◆ **Your objective**
Print out all the records, word for word.

◆ **Data to examine**
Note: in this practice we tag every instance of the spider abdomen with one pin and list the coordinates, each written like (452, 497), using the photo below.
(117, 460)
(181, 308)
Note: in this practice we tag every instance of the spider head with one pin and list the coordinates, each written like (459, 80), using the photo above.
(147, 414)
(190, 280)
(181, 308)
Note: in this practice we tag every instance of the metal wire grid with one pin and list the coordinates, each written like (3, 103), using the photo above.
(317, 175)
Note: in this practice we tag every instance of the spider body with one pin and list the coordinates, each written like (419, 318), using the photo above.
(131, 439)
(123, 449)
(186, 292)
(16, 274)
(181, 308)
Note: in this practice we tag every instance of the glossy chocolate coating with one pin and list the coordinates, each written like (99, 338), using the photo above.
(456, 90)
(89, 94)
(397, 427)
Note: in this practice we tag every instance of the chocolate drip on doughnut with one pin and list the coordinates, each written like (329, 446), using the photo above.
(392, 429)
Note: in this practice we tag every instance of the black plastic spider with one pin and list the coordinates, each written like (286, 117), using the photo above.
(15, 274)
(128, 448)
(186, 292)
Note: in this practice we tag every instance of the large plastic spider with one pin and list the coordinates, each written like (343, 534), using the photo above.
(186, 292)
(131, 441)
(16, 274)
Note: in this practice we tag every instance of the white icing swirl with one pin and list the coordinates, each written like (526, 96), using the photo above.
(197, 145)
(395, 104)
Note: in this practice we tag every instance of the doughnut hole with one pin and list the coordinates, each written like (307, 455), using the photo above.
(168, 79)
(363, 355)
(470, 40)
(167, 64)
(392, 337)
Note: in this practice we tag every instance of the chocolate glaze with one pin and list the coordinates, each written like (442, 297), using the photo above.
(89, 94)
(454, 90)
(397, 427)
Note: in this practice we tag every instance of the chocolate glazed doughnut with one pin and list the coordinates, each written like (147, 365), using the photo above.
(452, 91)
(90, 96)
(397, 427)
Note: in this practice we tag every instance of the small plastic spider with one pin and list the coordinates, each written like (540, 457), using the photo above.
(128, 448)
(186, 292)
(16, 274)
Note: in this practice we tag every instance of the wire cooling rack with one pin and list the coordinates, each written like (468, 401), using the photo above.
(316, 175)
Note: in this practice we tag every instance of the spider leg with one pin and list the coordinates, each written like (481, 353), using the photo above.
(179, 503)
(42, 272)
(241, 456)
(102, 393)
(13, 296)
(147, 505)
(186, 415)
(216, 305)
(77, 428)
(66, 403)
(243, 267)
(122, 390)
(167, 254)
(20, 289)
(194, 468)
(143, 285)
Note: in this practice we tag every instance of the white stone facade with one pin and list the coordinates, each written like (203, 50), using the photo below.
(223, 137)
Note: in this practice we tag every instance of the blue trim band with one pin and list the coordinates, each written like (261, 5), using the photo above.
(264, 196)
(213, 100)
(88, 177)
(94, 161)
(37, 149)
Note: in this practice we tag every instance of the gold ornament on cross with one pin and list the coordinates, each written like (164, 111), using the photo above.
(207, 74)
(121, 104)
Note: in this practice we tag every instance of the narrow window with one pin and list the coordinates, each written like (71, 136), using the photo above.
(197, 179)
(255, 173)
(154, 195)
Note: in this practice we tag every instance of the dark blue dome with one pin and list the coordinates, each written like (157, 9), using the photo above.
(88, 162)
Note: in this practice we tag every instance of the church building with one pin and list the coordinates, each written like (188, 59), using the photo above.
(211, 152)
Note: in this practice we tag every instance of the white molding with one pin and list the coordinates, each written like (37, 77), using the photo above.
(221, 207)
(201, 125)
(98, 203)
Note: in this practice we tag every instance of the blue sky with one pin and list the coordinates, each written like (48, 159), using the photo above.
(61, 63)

◆ **Problem solution**
Note: in this practice we tag every instance of the spider abdomen with one pin and list the coordinates, each written like (452, 497), using the photo below.
(117, 460)
(181, 308)
Note: in this practice we tag every instance of the spider head with one pin and list the coordinates, each written like (459, 80), using the photo above.
(147, 414)
(190, 280)
(181, 308)
Note: in this practice we tag every instance of the metal wire grid with one pin and list the coordinates, each written like (3, 103), using the photo above.
(317, 175)
Note: in this practice we tag every instance of the spider body with one pin and list the coordinates, each written like (419, 318), using the photo above.
(131, 439)
(123, 449)
(186, 292)
(16, 274)
(181, 308)
Note: in this practice we tag every instance of the glossy chocolate coating with one pin and list the coordinates, each written like (99, 338), using the photo above.
(456, 90)
(89, 94)
(397, 427)
Note: in this practice we tag every instance of the chocolate drip on doughnut with one pin and list the coordinates, each written like (329, 446), using the photo above.
(392, 429)
Note: in this practice we tag every instance of the black plastic spider with one pin and list the coordinates, each written like (286, 117), using the photo above.
(15, 274)
(128, 448)
(186, 292)
Note: in this practice we tag every instance of the large plastic spider with one pin and list the coordinates, each written like (343, 534), using the photo above.
(186, 292)
(131, 441)
(16, 274)
Note: in this practice we tag every instance of the white icing swirl with one pin and list the coordinates, each written like (526, 96), using the photo above.
(197, 145)
(395, 104)
Note: in this practice we tag every instance of the doughnut hole with one pin and list the coordinates, each written like (307, 455), using the photo above.
(168, 79)
(363, 355)
(470, 40)
(167, 64)
(392, 337)
Note: in this practice we tag every instance of the chocolate glaze with one pin and list the coordinates, each written like (442, 297), using the photo above.
(89, 94)
(454, 90)
(397, 427)
Note: in this practice we tag every instance of the chocolate glazed doughnut with one pin and list the coordinates, each written like (147, 365), using the photo above.
(452, 91)
(90, 96)
(397, 427)
Note: in this practice we tag every instance of the small plastic spider with one pin and list the coordinates, each written like (540, 457), using the photo above.
(128, 448)
(186, 292)
(16, 274)
Note: in this practice we tag every instance of the wire cooling rack with one pin and list the coordinates, each written like (468, 401), using the photo above.
(316, 175)
Note: in this practice we tag every instance of the spider leg with one pin and list the coordinates, each written like (481, 353), using the photo above.
(179, 503)
(42, 272)
(241, 456)
(102, 393)
(13, 296)
(147, 505)
(186, 415)
(216, 305)
(77, 428)
(66, 403)
(243, 267)
(122, 390)
(167, 254)
(20, 289)
(194, 468)
(143, 285)
Note: in this practice we tag every instance of the white stone facade with one pin and list the coordinates, each written like (203, 50), using the photo below.
(223, 137)
Note: in this practice we tag every instance of the blue trim band with one pin and list the coordinates, each written like (261, 5), using the photo above.
(264, 196)
(213, 100)
(88, 177)
(94, 161)
(37, 149)
Note: in this practice we tag every instance of the gold ornament on cross with one pin and list the coordinates, each written like (164, 111), using the photo above.
(207, 74)
(121, 104)
Note: in this practice we tag every instance of the narrow window with one pin and list the coordinates, each written like (71, 136), using the photo above.
(197, 179)
(255, 173)
(154, 195)
Note: in this practice we tag every instance of the dark blue dome with one pin and list the coordinates, each written like (157, 9), using the photo above.
(88, 162)
Note: in this practice we tag every instance of the church building with one pin and list the coordinates, each written like (188, 59), using the photo above.
(211, 152)
Note: in this practice we tag every instance of the white molding with one pin and list the coordinates, each written like (37, 77), using the photo above.
(221, 207)
(201, 125)
(98, 203)
Note: in this practice we tag every instance of the blue sky with one pin and list the coordinates, each written like (48, 159), using the photo above.
(61, 63)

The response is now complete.